--- What is required ---
Rescale the data from the line with "white interior door." to the line with "[473,49,528,419]", both included, and write out only those lines, requests included. Multiply every bounding-box coordinate by 0.45 and round each to a whole number, rounding halves up.

··· Extracted entries

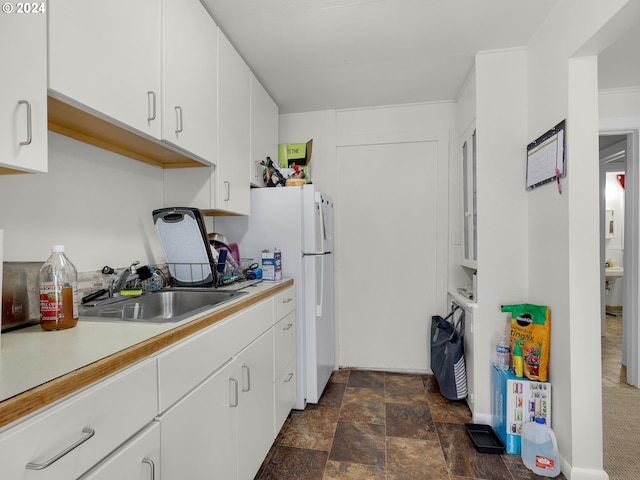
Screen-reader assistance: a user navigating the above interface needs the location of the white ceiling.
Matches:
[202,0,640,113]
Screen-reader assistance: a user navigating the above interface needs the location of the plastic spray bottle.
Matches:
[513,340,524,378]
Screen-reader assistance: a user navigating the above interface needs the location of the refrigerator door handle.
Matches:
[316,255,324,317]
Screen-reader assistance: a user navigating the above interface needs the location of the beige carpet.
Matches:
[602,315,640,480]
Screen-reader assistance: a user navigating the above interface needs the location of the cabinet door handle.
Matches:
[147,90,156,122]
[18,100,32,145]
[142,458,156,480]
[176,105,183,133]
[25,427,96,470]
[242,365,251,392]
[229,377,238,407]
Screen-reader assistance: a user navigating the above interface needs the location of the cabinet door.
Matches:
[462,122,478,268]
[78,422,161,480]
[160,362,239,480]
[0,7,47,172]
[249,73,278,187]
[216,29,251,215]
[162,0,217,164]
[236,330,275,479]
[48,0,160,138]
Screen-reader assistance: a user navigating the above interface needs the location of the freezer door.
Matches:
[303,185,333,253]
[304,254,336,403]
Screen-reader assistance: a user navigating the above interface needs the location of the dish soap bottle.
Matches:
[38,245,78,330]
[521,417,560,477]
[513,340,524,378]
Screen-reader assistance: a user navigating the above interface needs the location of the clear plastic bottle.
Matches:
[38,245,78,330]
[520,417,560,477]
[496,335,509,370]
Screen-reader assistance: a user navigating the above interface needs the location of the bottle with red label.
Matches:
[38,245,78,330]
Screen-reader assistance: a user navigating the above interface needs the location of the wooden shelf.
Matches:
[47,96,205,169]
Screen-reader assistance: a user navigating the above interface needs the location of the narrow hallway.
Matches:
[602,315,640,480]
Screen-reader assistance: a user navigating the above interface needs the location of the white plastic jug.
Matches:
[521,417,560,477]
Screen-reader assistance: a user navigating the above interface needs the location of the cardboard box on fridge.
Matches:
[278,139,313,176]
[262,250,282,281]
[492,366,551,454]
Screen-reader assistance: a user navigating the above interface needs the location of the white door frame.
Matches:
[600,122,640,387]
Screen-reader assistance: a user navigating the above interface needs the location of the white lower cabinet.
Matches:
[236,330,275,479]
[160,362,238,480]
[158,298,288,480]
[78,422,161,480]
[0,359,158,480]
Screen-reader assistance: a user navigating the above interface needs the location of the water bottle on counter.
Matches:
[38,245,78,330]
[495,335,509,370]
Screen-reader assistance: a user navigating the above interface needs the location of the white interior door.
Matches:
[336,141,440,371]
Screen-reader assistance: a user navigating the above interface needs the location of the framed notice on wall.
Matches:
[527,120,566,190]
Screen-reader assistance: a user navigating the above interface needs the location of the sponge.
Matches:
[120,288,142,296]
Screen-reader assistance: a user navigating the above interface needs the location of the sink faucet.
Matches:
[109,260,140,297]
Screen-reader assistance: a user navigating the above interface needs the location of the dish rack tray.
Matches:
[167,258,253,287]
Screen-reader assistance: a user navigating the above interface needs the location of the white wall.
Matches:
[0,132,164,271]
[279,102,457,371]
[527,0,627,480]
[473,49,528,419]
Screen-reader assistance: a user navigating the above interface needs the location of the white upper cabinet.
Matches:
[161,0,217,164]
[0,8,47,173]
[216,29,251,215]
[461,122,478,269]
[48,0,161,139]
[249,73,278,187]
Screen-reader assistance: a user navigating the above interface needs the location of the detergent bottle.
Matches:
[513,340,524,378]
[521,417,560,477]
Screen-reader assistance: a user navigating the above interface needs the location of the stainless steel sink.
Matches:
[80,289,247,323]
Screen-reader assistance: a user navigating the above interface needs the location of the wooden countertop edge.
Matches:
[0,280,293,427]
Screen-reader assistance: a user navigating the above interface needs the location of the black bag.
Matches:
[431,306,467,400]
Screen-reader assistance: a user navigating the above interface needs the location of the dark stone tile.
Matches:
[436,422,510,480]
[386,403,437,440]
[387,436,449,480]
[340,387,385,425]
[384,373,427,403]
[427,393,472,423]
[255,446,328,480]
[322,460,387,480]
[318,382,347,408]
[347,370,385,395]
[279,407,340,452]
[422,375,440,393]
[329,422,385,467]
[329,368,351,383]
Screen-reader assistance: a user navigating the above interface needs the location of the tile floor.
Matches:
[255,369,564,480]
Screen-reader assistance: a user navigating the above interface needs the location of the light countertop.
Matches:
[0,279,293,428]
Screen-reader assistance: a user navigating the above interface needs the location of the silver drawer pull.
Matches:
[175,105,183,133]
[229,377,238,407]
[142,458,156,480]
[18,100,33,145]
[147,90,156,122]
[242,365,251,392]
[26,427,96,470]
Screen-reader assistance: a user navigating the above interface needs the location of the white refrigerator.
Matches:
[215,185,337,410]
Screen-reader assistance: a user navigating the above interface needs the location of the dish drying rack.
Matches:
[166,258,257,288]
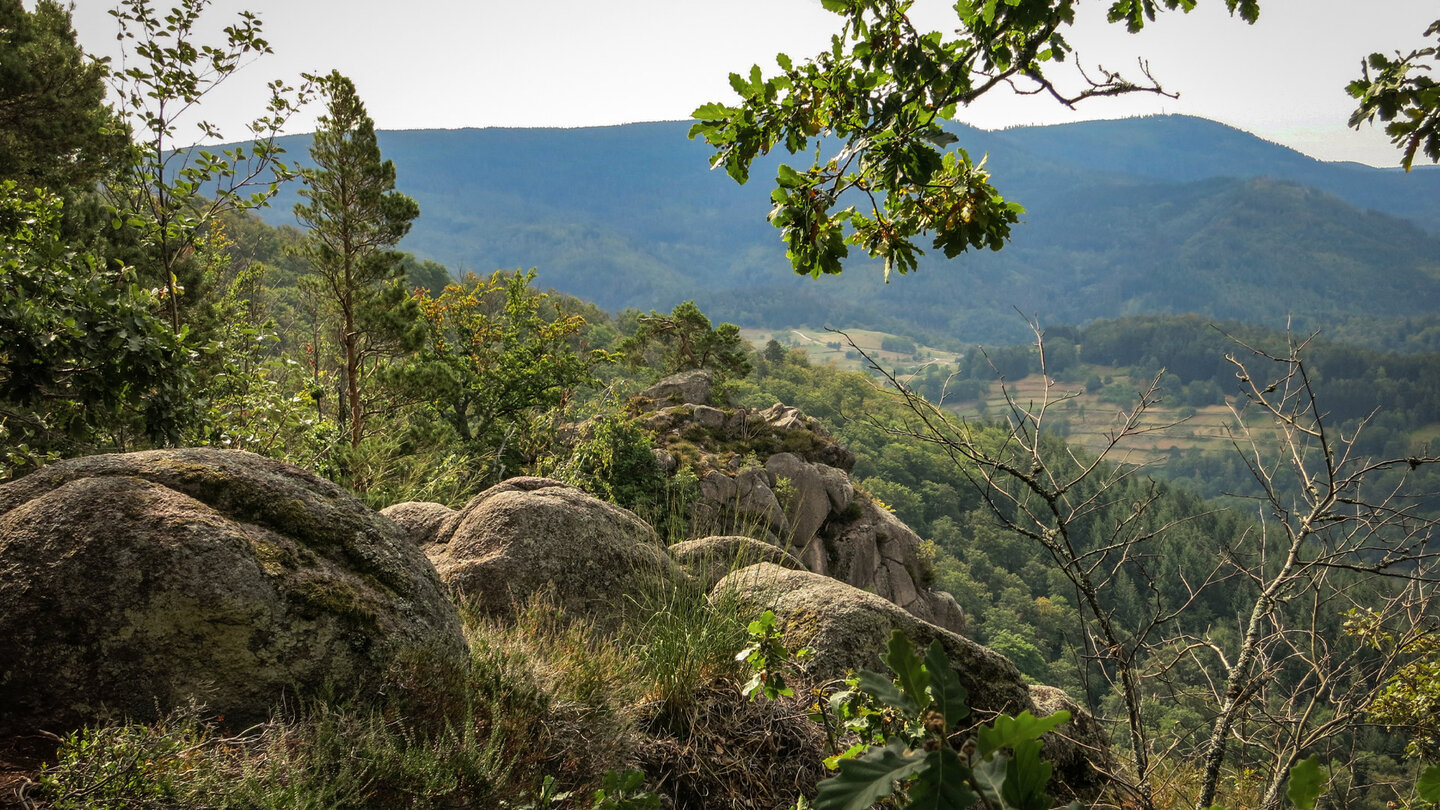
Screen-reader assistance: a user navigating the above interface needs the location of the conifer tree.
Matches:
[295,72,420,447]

······
··· Extracted entries

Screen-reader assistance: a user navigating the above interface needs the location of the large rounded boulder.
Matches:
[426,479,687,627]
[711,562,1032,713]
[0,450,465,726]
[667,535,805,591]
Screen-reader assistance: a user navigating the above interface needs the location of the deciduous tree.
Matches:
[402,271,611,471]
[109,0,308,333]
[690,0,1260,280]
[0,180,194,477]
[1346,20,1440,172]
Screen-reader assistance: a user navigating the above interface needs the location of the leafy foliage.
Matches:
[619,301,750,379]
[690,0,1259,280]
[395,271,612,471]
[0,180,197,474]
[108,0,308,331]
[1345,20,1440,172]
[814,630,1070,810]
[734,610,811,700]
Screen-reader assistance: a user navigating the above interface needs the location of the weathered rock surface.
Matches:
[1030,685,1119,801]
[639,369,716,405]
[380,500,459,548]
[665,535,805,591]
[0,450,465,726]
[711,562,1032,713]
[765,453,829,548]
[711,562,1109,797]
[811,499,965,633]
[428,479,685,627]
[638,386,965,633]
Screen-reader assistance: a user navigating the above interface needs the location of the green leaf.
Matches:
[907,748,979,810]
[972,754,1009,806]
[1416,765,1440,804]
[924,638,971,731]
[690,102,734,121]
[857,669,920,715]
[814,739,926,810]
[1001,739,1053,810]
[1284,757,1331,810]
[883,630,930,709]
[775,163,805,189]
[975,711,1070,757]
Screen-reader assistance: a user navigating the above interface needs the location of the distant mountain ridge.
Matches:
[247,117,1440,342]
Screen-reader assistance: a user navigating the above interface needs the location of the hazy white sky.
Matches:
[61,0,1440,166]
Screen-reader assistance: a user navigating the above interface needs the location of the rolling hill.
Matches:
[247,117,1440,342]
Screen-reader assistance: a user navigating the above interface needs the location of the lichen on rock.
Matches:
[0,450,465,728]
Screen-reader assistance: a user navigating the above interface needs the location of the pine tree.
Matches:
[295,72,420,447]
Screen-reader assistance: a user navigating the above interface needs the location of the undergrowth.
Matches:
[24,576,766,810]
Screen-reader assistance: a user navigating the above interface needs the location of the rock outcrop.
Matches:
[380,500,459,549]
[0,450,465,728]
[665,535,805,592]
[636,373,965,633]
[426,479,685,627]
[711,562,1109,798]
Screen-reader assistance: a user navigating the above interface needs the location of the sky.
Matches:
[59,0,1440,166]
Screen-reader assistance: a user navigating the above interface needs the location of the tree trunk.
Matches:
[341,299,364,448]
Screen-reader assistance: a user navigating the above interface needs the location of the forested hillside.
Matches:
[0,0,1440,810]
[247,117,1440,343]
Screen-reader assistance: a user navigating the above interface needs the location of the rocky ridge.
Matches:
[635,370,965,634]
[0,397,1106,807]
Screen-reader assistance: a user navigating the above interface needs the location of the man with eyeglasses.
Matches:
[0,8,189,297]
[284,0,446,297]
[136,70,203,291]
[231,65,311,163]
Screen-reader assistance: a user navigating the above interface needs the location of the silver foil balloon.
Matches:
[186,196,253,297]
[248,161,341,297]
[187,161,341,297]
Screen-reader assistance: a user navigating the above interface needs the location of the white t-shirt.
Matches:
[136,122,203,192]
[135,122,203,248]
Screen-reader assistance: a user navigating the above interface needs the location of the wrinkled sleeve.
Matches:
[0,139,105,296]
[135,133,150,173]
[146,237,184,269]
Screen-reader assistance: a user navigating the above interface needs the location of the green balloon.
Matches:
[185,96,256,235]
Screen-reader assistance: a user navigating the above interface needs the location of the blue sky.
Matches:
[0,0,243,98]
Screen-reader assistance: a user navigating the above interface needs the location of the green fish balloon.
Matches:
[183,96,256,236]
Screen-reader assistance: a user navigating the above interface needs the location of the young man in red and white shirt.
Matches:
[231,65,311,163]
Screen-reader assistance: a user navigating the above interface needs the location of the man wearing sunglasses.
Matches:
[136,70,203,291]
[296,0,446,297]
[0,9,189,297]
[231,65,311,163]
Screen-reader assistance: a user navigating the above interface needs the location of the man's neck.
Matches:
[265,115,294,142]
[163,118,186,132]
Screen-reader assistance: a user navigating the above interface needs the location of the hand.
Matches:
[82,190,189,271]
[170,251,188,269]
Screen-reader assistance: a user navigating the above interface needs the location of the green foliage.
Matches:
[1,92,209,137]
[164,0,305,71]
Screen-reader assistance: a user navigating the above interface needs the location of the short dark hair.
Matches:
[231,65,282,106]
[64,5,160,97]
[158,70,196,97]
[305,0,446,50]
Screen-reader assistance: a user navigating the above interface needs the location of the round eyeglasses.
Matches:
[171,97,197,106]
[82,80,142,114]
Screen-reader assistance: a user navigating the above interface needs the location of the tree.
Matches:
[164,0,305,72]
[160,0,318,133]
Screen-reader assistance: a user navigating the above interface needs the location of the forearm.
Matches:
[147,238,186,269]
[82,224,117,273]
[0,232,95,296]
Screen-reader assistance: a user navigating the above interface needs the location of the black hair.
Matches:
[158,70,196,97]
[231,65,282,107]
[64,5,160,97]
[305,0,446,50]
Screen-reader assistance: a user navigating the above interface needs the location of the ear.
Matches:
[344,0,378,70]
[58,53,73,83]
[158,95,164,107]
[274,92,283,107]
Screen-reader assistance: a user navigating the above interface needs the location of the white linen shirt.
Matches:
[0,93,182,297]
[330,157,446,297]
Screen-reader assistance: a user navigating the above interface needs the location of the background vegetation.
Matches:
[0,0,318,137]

······
··· Extracted entries

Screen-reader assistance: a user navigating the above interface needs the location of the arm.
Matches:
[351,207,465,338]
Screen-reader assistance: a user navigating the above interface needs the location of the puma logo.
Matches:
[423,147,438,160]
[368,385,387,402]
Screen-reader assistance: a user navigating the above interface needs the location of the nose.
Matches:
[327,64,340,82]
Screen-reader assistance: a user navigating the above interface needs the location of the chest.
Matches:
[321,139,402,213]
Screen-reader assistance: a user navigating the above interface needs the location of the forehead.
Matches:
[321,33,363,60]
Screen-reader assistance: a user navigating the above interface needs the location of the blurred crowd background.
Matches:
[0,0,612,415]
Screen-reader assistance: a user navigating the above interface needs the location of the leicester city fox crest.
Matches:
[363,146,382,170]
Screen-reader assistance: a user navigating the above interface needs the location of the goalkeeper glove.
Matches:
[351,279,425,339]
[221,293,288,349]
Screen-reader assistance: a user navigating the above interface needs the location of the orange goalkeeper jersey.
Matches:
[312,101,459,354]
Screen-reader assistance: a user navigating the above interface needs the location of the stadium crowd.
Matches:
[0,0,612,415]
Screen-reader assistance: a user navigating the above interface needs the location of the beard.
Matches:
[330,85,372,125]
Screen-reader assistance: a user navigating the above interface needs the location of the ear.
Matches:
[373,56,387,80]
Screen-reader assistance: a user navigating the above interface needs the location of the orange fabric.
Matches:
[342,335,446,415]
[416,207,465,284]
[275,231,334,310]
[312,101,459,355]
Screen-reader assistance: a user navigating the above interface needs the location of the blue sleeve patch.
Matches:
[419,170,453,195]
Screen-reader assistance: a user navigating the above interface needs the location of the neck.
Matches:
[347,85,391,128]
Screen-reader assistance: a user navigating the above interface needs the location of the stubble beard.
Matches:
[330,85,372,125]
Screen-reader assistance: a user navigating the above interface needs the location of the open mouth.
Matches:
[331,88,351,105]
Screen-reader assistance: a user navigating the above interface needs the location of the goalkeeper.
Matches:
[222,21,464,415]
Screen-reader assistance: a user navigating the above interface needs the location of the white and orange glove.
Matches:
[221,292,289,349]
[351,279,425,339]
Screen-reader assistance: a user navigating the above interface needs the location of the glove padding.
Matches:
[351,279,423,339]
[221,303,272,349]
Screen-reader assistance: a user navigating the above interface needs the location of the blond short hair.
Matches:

······

--- Response ---
Screen-reader assistance: a user navigating the above interface needs the location of the white interior door.
Matches:
[151,63,198,167]
Screen-reader assistance: a user navigating the above interface needs the location of the framed notice on wall.
Matches:
[237,54,255,86]
Screen-reader assistance: a user navigating the above interface needs the location of the sponge.
Matches:
[54,130,64,133]
Screen-reader assistance: a user navigating the above interface needs the location of the sink faucet.
Matches:
[49,117,63,134]
Screen-reader assistance: a user navigating the above interface needs the location of the dish rack tray.
Matches:
[75,116,114,129]
Screen-reader assistance: a user navigating the above interface needs the location of the white wall.
Matches:
[0,59,74,122]
[126,46,206,167]
[237,0,282,216]
[213,22,238,189]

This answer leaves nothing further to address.